(Dataset items)
━━━━
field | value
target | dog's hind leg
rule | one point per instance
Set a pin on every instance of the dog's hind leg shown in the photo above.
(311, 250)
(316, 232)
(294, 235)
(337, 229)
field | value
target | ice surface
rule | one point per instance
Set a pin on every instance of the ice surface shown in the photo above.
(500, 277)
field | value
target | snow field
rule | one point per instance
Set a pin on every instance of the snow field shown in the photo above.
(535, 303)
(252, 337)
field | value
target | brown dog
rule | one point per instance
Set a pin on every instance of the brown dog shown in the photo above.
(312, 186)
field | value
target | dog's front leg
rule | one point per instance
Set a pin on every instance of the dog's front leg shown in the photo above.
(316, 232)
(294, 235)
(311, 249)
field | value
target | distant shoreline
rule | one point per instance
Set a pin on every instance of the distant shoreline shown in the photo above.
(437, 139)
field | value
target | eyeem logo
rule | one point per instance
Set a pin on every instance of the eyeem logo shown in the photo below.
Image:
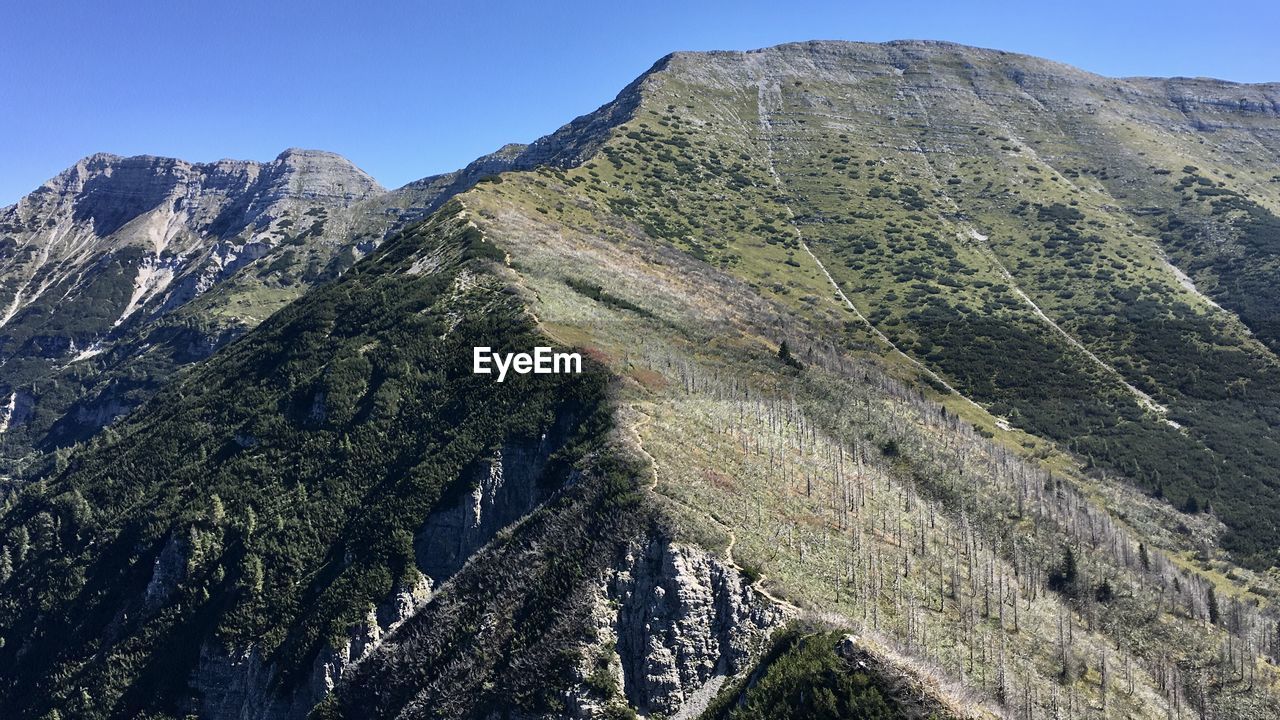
(540, 361)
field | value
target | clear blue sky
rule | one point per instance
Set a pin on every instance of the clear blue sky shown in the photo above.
(411, 89)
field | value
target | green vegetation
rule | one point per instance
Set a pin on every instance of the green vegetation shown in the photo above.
(804, 677)
(289, 473)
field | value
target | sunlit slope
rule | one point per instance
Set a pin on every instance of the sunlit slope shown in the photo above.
(1011, 224)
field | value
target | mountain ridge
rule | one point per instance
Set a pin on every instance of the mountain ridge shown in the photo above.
(334, 516)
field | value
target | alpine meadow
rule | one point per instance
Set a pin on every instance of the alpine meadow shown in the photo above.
(895, 381)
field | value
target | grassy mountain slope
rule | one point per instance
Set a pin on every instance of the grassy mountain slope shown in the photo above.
(947, 463)
(950, 195)
(289, 474)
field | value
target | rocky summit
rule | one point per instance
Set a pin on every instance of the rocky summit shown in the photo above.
(919, 381)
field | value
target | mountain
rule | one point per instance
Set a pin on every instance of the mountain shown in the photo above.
(123, 270)
(894, 359)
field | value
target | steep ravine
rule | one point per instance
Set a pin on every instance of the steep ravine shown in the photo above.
(493, 495)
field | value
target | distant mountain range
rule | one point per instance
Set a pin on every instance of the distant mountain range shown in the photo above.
(923, 381)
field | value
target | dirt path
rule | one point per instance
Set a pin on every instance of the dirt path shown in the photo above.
(652, 486)
(767, 132)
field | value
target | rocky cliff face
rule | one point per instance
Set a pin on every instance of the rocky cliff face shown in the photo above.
(242, 684)
(672, 623)
(97, 258)
(122, 256)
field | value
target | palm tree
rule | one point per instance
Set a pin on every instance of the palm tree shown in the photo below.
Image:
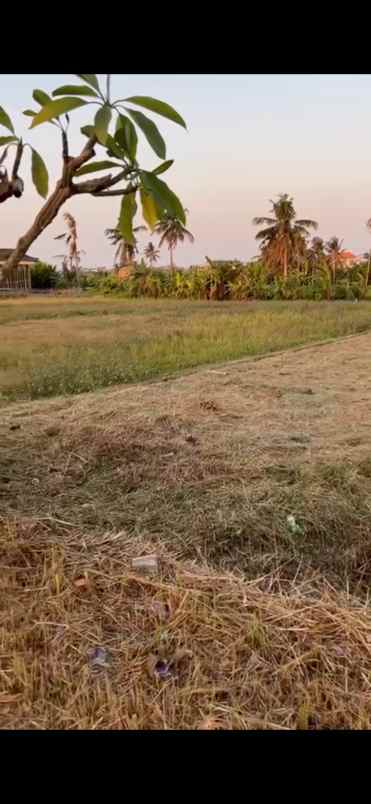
━━━━
YOUR INSTRUCTIONS
How many lines in the data above contain the string "grassy"? Matches must have the same case, and the reply should be only the number.

SOLUTION FOR THIS EXERCISE
2